# Point annotation dataset records
━━━━━━━━━━

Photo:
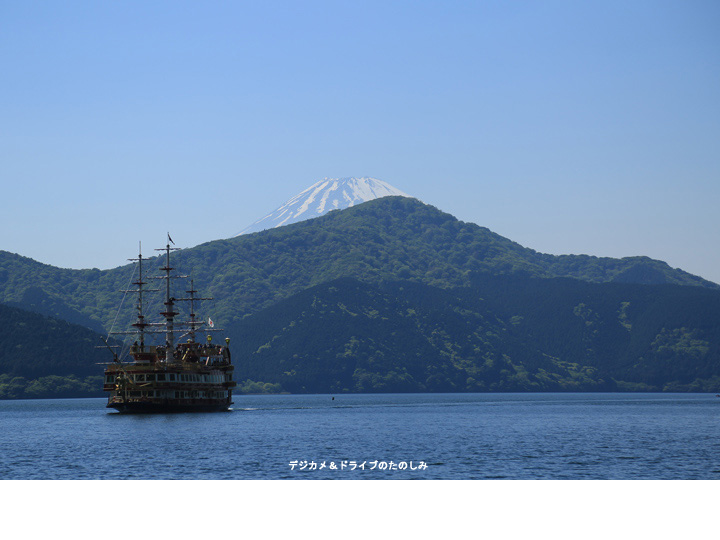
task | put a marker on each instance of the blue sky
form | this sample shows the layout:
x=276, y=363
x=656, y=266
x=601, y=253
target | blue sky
x=569, y=127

━━━━━━━━━━

# Set exercise
Rewrite every entry above in full, requests included, shifting each answer's x and y coordinates up by 12. Omit the pictures.

# The output
Photo:
task | put a marker on each instance of the blue sky
form | this sample shows the layout:
x=276, y=363
x=656, y=266
x=601, y=253
target | blue sky
x=581, y=139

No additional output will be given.